Entri pelabelan wilayah:
• • • • • • •
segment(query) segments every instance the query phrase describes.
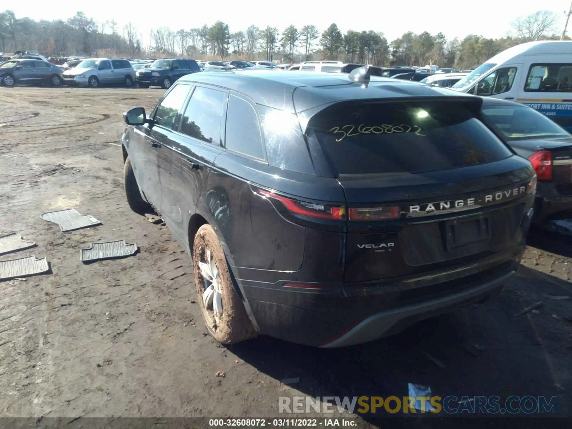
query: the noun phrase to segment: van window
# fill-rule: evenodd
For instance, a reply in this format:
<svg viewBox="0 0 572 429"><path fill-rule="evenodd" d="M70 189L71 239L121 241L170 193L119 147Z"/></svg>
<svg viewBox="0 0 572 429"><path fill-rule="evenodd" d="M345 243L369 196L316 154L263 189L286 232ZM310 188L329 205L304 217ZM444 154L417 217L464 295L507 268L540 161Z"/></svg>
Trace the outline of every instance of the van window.
<svg viewBox="0 0 572 429"><path fill-rule="evenodd" d="M487 164L512 153L464 103L340 103L315 115L317 138L336 176L418 173Z"/></svg>
<svg viewBox="0 0 572 429"><path fill-rule="evenodd" d="M201 69L197 63L197 62L194 59L189 60L189 67L190 69L191 72L200 72Z"/></svg>
<svg viewBox="0 0 572 429"><path fill-rule="evenodd" d="M476 84L476 95L495 96L510 90L517 74L517 67L497 69Z"/></svg>
<svg viewBox="0 0 572 429"><path fill-rule="evenodd" d="M322 66L321 71L330 73L339 73L341 71L341 67L336 66Z"/></svg>
<svg viewBox="0 0 572 429"><path fill-rule="evenodd" d="M572 63L533 64L526 77L527 92L572 92Z"/></svg>
<svg viewBox="0 0 572 429"><path fill-rule="evenodd" d="M197 86L193 92L181 122L181 132L217 146L227 104L227 93Z"/></svg>
<svg viewBox="0 0 572 429"><path fill-rule="evenodd" d="M509 140L570 137L552 120L526 106L492 106L483 107L482 111Z"/></svg>
<svg viewBox="0 0 572 429"><path fill-rule="evenodd" d="M496 64L493 62L486 62L484 64L481 64L454 85L453 88L464 88L465 86L468 86L496 65Z"/></svg>
<svg viewBox="0 0 572 429"><path fill-rule="evenodd" d="M225 147L259 159L264 159L260 124L253 105L231 94L227 113Z"/></svg>

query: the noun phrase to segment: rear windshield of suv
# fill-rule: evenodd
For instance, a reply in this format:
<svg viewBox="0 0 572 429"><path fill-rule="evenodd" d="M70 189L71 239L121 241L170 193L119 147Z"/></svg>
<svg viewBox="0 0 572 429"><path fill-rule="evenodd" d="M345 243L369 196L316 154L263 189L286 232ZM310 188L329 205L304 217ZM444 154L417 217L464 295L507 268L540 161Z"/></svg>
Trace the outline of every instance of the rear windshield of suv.
<svg viewBox="0 0 572 429"><path fill-rule="evenodd" d="M451 101L339 104L306 130L334 173L417 173L487 164L512 152L466 105Z"/></svg>

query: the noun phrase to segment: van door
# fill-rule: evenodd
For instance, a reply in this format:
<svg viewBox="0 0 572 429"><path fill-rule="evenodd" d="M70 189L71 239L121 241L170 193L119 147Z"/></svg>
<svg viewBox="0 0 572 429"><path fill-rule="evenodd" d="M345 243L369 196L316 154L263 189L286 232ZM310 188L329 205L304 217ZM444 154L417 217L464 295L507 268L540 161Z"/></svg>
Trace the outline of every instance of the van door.
<svg viewBox="0 0 572 429"><path fill-rule="evenodd" d="M494 98L515 100L518 91L517 82L522 74L522 65L501 67L479 80L467 92ZM520 73L519 73L520 70Z"/></svg>
<svg viewBox="0 0 572 429"><path fill-rule="evenodd" d="M523 79L519 102L572 131L572 58L569 55L532 59ZM542 58L542 61L541 61Z"/></svg>

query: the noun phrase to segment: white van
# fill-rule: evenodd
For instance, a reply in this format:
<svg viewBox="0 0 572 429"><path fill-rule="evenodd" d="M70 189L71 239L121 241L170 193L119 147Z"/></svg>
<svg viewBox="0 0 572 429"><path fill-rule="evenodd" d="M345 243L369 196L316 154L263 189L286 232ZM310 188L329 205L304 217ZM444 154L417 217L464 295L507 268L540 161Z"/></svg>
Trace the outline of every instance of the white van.
<svg viewBox="0 0 572 429"><path fill-rule="evenodd" d="M572 132L572 41L529 42L509 48L451 89L518 101Z"/></svg>

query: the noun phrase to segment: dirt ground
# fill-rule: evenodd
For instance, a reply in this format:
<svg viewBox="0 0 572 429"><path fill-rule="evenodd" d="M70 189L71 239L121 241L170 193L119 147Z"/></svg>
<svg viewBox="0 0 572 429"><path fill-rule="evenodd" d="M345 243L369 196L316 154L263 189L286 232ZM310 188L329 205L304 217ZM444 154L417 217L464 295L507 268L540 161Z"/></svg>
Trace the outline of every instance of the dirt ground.
<svg viewBox="0 0 572 429"><path fill-rule="evenodd" d="M37 244L0 261L46 256L52 271L0 283L0 416L267 417L279 396L403 396L408 383L441 396L557 395L570 415L572 300L554 297L572 296L572 242L558 234L533 235L500 299L394 337L333 350L215 342L188 256L124 194L121 113L162 93L0 88L0 233ZM71 208L102 225L63 233L40 217ZM140 252L80 262L80 249L118 239Z"/></svg>

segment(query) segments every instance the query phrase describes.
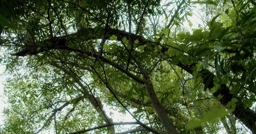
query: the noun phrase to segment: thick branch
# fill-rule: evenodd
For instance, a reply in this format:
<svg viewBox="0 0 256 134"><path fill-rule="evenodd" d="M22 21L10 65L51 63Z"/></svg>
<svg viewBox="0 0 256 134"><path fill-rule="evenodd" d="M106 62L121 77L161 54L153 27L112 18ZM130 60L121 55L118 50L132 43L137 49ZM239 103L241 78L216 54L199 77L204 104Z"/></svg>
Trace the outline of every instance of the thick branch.
<svg viewBox="0 0 256 134"><path fill-rule="evenodd" d="M97 27L97 31L96 29L93 28L88 28L84 29L80 33L77 33L73 34L70 34L68 36L60 36L60 37L55 37L54 38L54 42L56 43L55 46L49 46L46 45L45 43L47 42L49 42L51 39L46 40L45 41L39 42L36 46L40 46L40 49L35 49L34 50L31 50L31 48L29 49L24 49L19 52L13 54L13 56L24 56L28 55L35 55L40 52L44 52L47 50L49 50L51 49L65 49L67 50L81 52L87 55L88 56L92 56L95 58L97 60L109 64L110 65L113 66L115 68L118 69L118 70L121 71L122 72L126 74L127 76L130 77L133 80L136 80L136 82L144 84L145 81L140 78L139 77L136 77L136 75L133 75L132 73L130 73L129 71L127 71L125 68L122 66L119 66L115 62L110 61L102 56L99 56L99 54L93 54L90 52L84 52L81 50L76 50L71 48L68 48L65 46L63 43L61 43L61 42L66 43L68 41L68 40L72 40L74 38L79 38L83 39L83 40L93 40L93 39L100 39L100 34L103 33L104 29L99 28ZM106 34L106 38L109 38L111 35L115 35L117 36L117 40L121 41L122 38L126 37L127 39L129 38L129 33L125 32L124 31L120 31L118 29L108 29L108 32ZM134 34L131 34L131 36L134 40L138 40L140 44L144 45L147 44L147 43L149 43L151 44L154 44L155 43L150 41L150 40L146 40L143 38L141 36L137 36ZM71 38L72 37L72 38ZM50 43L47 43L50 44ZM150 46L148 46L147 47L150 47ZM165 48L166 49L166 48ZM169 48L167 48L167 50ZM175 57L173 57L175 58ZM184 65L181 64L180 63L177 64L179 67L182 68L183 70L187 71L188 73L193 75L193 68L195 66L197 63L195 62L193 64L190 65ZM214 86L214 78L215 75L212 74L211 71L207 70L202 70L200 71L201 77L204 78L203 83L205 85L207 86L207 87L211 89ZM206 84L206 82L208 82ZM233 95L229 93L229 88L225 84L221 84L220 88L217 91L217 92L213 93L214 96L218 96L219 95L221 96L222 98L220 99L221 103L225 106L227 105L227 103L231 100L233 98ZM256 125L255 125L255 123L256 122L256 114L253 110L250 110L249 108L246 108L243 105L243 103L241 100L237 99L238 101L236 103L236 107L233 112L233 114L237 117L241 121L242 121L253 133L256 133Z"/></svg>

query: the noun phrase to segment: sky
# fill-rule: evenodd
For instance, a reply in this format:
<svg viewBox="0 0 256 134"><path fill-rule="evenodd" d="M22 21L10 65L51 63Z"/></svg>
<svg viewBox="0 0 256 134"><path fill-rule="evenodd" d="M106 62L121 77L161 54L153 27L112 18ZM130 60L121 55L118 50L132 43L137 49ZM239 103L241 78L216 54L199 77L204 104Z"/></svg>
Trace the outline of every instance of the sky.
<svg viewBox="0 0 256 134"><path fill-rule="evenodd" d="M198 14L198 8L195 8L194 10L195 15L192 17L189 17L189 20L193 24L193 26L189 26L189 23L185 22L184 24L184 27L186 27L186 29L191 29L193 28L197 28L199 24L202 24L202 20L199 18ZM6 78L6 75L4 74L4 66L3 64L0 64L0 126L3 124L4 115L3 115L3 110L4 107L7 107L7 98L4 96L4 83ZM109 111L108 111L109 112ZM132 119L131 116L129 114L123 115L120 113L115 113L113 117L114 122L120 122L120 121L134 121L134 119ZM52 133L53 131L42 131L41 133Z"/></svg>
<svg viewBox="0 0 256 134"><path fill-rule="evenodd" d="M0 126L3 123L3 110L7 106L7 98L4 96L4 82L6 79L4 75L4 66L0 64Z"/></svg>

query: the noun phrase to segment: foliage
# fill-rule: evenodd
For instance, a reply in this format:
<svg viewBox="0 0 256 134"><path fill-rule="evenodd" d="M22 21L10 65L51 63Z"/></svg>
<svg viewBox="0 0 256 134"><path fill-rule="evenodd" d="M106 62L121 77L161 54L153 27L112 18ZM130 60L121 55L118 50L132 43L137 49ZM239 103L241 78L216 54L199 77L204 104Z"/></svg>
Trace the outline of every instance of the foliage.
<svg viewBox="0 0 256 134"><path fill-rule="evenodd" d="M256 133L253 1L1 3L1 133Z"/></svg>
• • • • • • •
Tugas:
Perbarui bagian yang diawali baris berisi "query: the noun phrase to segment: dirt" dan diakhiri baris berisi "244L0 261L46 256L52" dengan mengganti "dirt ground" menjadi "muddy ground". Biarkan selebihnya tetap sama.

Hasil yang benar:
query: the noun phrase to segment: muddy ground
# fill-rule: evenodd
For instance, a reply in this format:
<svg viewBox="0 0 572 429"><path fill-rule="evenodd" d="M70 189L71 239L121 241L170 193L119 147Z"/></svg>
<svg viewBox="0 0 572 429"><path fill-rule="evenodd" d="M345 243L369 196L316 154L263 189L286 232ZM310 188L329 205L304 217ZM444 154L417 217L464 295L507 268L540 161Z"/></svg>
Trace the outline of every instance of the muddy ground.
<svg viewBox="0 0 572 429"><path fill-rule="evenodd" d="M37 244L0 261L46 256L52 271L0 283L0 416L267 417L279 396L403 396L408 383L441 396L557 395L570 415L572 300L554 297L572 296L572 242L558 234L533 235L500 299L394 337L333 350L215 342L188 256L124 194L121 113L162 93L0 88L0 233ZM71 208L102 225L63 233L40 217ZM140 252L80 262L80 249L118 239Z"/></svg>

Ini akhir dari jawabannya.